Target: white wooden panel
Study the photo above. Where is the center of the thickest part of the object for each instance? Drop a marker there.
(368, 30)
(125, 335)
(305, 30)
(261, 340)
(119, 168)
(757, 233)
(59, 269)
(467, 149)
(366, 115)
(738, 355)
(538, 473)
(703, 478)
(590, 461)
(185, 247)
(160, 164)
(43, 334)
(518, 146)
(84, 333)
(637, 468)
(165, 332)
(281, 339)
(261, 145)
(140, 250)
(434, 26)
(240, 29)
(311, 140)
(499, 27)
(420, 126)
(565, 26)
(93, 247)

→ Requirement: Reproduce, word for word, the line containing "Study the photo" along with every later line of the listing, and leave out all earlier lines.

→ Response box:
Study the photo above. Where is the center of the thickest part of the object for each instance? Drop a marker there.
(368, 30)
(125, 335)
(305, 30)
(261, 340)
(119, 168)
(757, 233)
(59, 269)
(467, 149)
(366, 115)
(738, 355)
(538, 473)
(703, 478)
(590, 461)
(185, 247)
(160, 164)
(43, 334)
(518, 146)
(84, 333)
(637, 468)
(165, 332)
(281, 339)
(261, 145)
(140, 250)
(434, 26)
(240, 29)
(311, 140)
(499, 27)
(420, 126)
(565, 26)
(93, 247)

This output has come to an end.